[begin Supplied material]

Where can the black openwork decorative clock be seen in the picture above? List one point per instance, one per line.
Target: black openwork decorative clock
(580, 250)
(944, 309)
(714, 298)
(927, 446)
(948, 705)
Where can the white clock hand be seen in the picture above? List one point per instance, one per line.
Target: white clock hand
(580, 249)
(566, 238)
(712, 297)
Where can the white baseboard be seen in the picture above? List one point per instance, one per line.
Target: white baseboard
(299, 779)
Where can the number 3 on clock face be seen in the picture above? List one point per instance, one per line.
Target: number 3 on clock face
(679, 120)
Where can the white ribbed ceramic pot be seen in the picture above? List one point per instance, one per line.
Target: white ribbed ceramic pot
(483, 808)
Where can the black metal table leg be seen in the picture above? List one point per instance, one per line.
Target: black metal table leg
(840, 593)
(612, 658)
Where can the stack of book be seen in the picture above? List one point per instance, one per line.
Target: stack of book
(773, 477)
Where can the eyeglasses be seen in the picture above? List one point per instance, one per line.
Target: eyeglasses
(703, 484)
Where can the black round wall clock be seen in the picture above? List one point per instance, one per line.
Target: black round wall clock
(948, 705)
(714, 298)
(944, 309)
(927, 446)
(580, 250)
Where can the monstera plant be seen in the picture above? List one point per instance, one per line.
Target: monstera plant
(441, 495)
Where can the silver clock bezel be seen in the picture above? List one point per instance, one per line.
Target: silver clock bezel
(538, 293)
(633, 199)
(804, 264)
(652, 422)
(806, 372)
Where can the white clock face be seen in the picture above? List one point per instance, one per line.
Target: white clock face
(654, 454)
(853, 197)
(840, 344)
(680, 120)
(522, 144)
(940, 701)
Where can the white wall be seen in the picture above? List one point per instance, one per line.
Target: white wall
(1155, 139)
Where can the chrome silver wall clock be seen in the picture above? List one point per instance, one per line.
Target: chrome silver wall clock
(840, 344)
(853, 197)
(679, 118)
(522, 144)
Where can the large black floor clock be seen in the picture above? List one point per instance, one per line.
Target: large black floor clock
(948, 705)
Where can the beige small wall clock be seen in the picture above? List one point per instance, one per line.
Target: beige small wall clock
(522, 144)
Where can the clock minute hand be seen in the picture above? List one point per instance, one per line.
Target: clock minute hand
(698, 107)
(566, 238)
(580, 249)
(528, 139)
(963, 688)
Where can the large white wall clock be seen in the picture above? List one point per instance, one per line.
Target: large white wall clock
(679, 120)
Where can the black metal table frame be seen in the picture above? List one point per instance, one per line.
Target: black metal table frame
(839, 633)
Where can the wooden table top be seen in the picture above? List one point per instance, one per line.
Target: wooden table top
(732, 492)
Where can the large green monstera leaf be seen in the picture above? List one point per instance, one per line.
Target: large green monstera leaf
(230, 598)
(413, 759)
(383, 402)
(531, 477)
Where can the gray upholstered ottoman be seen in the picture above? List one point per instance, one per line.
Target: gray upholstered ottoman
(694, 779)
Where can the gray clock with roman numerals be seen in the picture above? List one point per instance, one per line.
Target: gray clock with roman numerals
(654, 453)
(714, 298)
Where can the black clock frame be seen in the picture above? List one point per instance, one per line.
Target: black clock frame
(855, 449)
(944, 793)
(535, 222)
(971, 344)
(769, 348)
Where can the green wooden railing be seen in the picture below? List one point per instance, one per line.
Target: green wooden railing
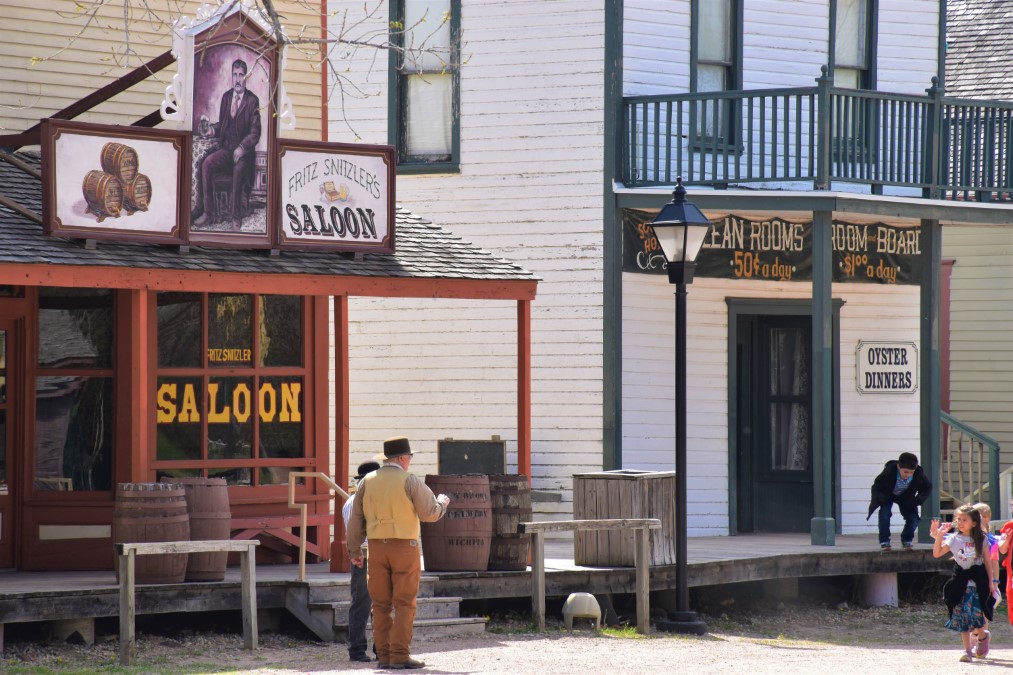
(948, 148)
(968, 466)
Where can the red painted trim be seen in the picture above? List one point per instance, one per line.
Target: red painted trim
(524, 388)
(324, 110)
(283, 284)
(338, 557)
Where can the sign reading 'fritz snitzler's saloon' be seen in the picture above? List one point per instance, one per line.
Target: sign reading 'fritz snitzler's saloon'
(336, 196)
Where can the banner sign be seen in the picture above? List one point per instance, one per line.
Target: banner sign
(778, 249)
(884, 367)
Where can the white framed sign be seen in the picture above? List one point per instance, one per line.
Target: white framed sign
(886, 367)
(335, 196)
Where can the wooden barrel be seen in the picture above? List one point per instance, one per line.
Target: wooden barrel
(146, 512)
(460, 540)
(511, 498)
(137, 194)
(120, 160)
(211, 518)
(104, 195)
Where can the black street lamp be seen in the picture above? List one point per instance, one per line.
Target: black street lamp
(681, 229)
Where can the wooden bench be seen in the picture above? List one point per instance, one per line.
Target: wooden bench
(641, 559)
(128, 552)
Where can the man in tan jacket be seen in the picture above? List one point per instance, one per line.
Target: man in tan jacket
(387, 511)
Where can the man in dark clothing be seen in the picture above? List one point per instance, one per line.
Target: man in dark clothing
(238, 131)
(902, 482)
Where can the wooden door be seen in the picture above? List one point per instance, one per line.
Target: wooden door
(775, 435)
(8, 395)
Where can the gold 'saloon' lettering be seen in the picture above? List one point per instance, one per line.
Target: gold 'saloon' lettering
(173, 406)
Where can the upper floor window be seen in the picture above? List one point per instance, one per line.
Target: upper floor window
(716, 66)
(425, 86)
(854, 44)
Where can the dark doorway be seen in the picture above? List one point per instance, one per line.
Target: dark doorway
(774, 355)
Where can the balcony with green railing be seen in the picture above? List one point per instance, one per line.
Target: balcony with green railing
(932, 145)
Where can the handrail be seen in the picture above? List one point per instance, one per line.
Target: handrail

[end Supplied material]

* _Exercise directions_: Leave out the pictures and reproduce the rest of the listing exactly.

* _Completed task_:
Where can the black openwork decorative clock be seen in the picture above? List one point per instance, one per line.
Target: black openwork decorative clock
(580, 250)
(944, 309)
(714, 298)
(927, 446)
(948, 705)
Where can the white clock hand be seen in the picture above? List one point per instance, one per line.
Target: white clock hand
(580, 249)
(566, 238)
(712, 297)
Where can the white baseboard be seen in the picture above? List one point per instance, one per line.
Target: white baseboard
(299, 779)
Where can the number 3 on clock face be seen in the picture above? List one point per instance, one per line.
Target: number 3 on clock face
(679, 120)
Where can the white ribbed ceramic pot be seen in the picture above? List one point per instance, one per line.
Target: white ribbed ceramic pot
(483, 808)
Where can the black metal table leg be seen in the picture above? List one point per instance, one per line.
Target: black metal table leg
(840, 593)
(612, 658)
Where can the stack of book be seen in the picture above? List one point per instance, one per line.
Target: stack of book
(773, 477)
Where can the eyeglasses be seen in the picture above? List one point per instance, one per line.
Target: eyeglasses
(703, 484)
Where can the black round wall clock be seen in the picture above? List one point per instance, one per line.
Target: black round wall clock
(948, 705)
(714, 298)
(944, 309)
(927, 446)
(580, 250)
Where can the monstera plant be seen in the picture above? List one point per instance, one per line.
Target: monstera plant
(441, 495)
Where can the silver clock bezel be seen in the picture above? List one point per instance, one per line.
Target: silver clock bezel
(538, 293)
(633, 199)
(804, 264)
(652, 422)
(806, 372)
Where can the white clock face be seen in the picture above? List one point per instance, one per line.
Target: white clock face
(654, 454)
(853, 197)
(840, 344)
(680, 120)
(522, 144)
(940, 701)
Where can the white wall be seen in the picture above? List one point per instance, one per line.
Target: white wall
(1155, 139)
Where can the chrome silver wall clock be seen in the picture above? List one point per instance, one per line.
Target: chrome silver wall clock
(840, 344)
(853, 197)
(679, 118)
(522, 144)
Where can the large black floor clock be seen in the picture above? List one point per instance, one per line.
Target: large black floor clock
(948, 705)
Where can the beige small wall clock be seen in the picture above? List one point per instance, one per line.
Target: beige small wall clock
(522, 144)
Where can the clock minute hand be seen in the picture above? List one point per instance, one per line.
Target: clock minute hand
(698, 107)
(566, 238)
(580, 249)
(528, 139)
(963, 688)
Where can the large white wall clock be seen in the picture above? List one point per instance, one per line.
Target: large white wall clock
(679, 120)
Where can the black metal table frame be seen in the picture above? List one point per instance, one per line.
Target: black metal table frame
(839, 633)
Where can the wooden table top be seen in the picture above? List one point per instance, one per line.
Target: wooden table top
(732, 492)
Where can the large green monstera leaf be seen in the picture above? List one point per instance, one per line.
Target: large green monstera leaf
(230, 598)
(413, 759)
(383, 402)
(531, 477)
Where can the gray upholstered ottoman be seen in the picture above? List one point per instance, one per line.
Target: gray upholstered ottoman
(694, 779)
Where can the gray clock with roman numerals be seen in the picture above? List one point per instance, one per line.
Target: gray clock with roman numerals
(654, 453)
(714, 298)
Where can the black clock frame be seen in the picture above? List one point per instance, one per line.
Target: black clock frame
(855, 449)
(944, 793)
(535, 222)
(971, 344)
(769, 348)
Where can the green wooden railing be seen in the picture below? List one point per instance, one per line.
Target: green wooden railing
(948, 148)
(968, 466)
Where can the red painted trim be seen in the picture above? List one point per instance, one per line.
Target: red painted trim
(524, 388)
(324, 110)
(283, 284)
(338, 557)
Where can the sign reading 'fritz snitzler's saloon' be seen in the picture above? List one point per instance, one per line.
Target: sign reading 'fritz snitzler's saloon'
(336, 196)
Where can the banner sign be seen in the picture above? List one point per instance, one per line.
Target: banner sign
(778, 249)
(884, 367)
Where can the white framed sign be seen in the picture above? List one point per instance, one per line.
Target: white framed sign
(886, 367)
(335, 196)
Where can the wooden barrel be seen in the picture above? List one point per instance, one per line.
Target: wooden barrel
(146, 512)
(460, 540)
(511, 498)
(137, 194)
(120, 160)
(211, 518)
(104, 195)
Where can the black street lamp be seen in the picture above? List one point per instance, one per line.
Target: black street lamp
(681, 229)
Where can the wooden bench be seen in the picture above? List one point per instance, one per line.
Target: wooden bench
(641, 559)
(128, 552)
Where can the man in tan jacket be seen in the picture above? List one point per instance, one per line.
Target: man in tan jacket
(387, 511)
Where can the man in dark clothing be seen in the picture above? List one point per instance, one per line.
Target: man in dark clothing
(238, 131)
(902, 482)
Where can the wooden door be seen in the picture above? List one point per instance, one per line.
Target: wooden door
(775, 435)
(8, 395)
Where can the gold 'saloon' lettering be seen in the picture above? List one point per instance, one per line.
Target: gold 'saloon' lettering
(173, 406)
Where can the upper floor window be seen in the picture above? List one point per instance, one per line.
Target: upper floor window
(716, 66)
(425, 86)
(854, 44)
Where can the dark doorway be seen in the picture above? List one point per instance, one per line.
Target: dark doorway
(774, 355)
Where can the balcony with green railing be seen in the picture above? List one point per instance, one per line.
Target: balcony with green railing
(932, 145)
Where can the handrail be seen in the picture above? List one point per instance, one per line.
Target: handrail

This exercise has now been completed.